# READING PASSAGE:
Lecturing and Powerpoint
A presentation by Dr. Carla Lupi delivered in June 2011. Tips and rules-of thumb for creating learner-centered presentations and lectures.

Small Group Teaching

Small group teaching is a favorite of students and when well-conducted offers unique opportunities to foster learning. In medical education, the most common platform of small-group teaching is the patient case (see below – PBL and CBL). Effective small-group teaching requires some understanding of group dynamics as well as facilitation skills to match the stage of group development.

Problem-Based Learning and Case-Based Learning (PBL and CBL)

Case Based Learning, long used in a variety of educational settings, is any instruction which is centered in a real-life, simulated or paper case. Indeed, learning from caring for patients during clinical education is case based learning. The teacher in CBL may choose to carefully define what the student from learns from the case. In medicine, this direction might take the form of “describe the differential diagnosis of this patient with shortness of breath” or “outline the mechanism of dyspnea in this case.” A common set of objectives in medical case based learning is “review the clinical presentation, differential diagnosis, work-up and treatment of this disease.” The teacher may provide all the information in a lecture or try to elicit it through discussion. CBL may take the form of a lecture in which the teacher provides all the information, or any small or large group setting where questioning and discussion are used toward learning.

# PROVIDED RECORDS:
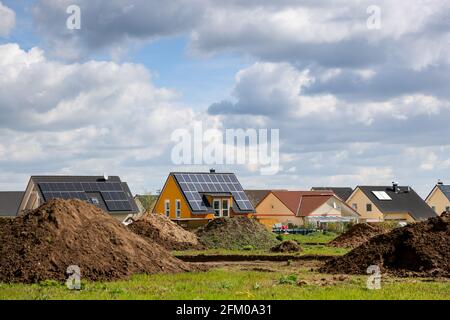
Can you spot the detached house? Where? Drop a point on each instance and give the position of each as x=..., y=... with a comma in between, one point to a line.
x=302, y=207
x=108, y=193
x=439, y=198
x=192, y=199
x=389, y=203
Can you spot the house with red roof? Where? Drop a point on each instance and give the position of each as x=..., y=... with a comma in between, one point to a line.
x=301, y=207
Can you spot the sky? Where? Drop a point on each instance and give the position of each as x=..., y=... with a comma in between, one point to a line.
x=360, y=95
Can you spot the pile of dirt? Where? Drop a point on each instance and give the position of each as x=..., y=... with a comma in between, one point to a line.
x=357, y=235
x=43, y=243
x=287, y=246
x=236, y=233
x=160, y=229
x=419, y=249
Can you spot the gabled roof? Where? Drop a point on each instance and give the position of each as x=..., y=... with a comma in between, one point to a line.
x=445, y=189
x=83, y=187
x=10, y=202
x=303, y=203
x=342, y=192
x=195, y=185
x=404, y=199
x=255, y=196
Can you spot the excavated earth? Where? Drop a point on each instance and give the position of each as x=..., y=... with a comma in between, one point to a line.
x=236, y=233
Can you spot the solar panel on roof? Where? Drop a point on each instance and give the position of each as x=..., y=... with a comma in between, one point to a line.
x=112, y=192
x=193, y=184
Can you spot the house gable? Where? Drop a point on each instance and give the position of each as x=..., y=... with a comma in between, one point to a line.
x=438, y=200
x=272, y=205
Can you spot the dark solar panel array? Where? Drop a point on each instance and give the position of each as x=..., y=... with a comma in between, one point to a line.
x=193, y=184
x=113, y=194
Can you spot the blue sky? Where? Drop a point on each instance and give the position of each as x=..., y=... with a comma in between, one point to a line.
x=355, y=105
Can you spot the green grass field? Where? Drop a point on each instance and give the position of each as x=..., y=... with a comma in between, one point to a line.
x=307, y=250
x=221, y=284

# SET OF TASKS:
1) In the passage on teaching in medical education, what is the most common platform of small-group teaching?
2) Carry on the passage on teaching in medical education from its last sentence.

# TASK-BY-TASK OUTPUTS:
1) The patient case.

2)
CBL Facilitator Tips

Problem Based Learning is a subset of case-based learning. PBL is conducted only in small group formats. In its purest form, the teacher does not direct the students toward predetermined learning objectives but uses questioning when necessary to stimulate students to identify their own learning goals arising from the case. In pure PBL, the instructor is entirely a “guide on the side” and not a “sage on the stage,” i.e. s/he does not answer students’ questions or provide didactics. Students themselves must seek the answers to their learning needs from each other and/or independent research. When successful, it develops both problem solving strategies, disciplinary knowledge bases, and teaching and group work skills by placing students in the active role of confronting problems in patient care.

Early developments of problem-based case education originated from a curriculum reform by medical faculty at McMaster University in Canada in the early 1970s. Innovative and forward-looking medical school programs considered the intensive pattern of basic science lectures followed by an equally exhausting clinical teaching program to be an ineffective and dehumanizing way to prepare future physicians. Given the explosion of medical information and new technology, as well as the rapidly changing demands of future medical practice, a new mode and strategy of learning was developed that would better prepare students for professional practice. PBL has spread to over 50 medical schools, and has diffused into many other professional fields including law, economics, architecture, mechanical and civil engineering, as well as in K-12 curricula.

Educational research has shown that PBL is especially effective in producing self-directed learners.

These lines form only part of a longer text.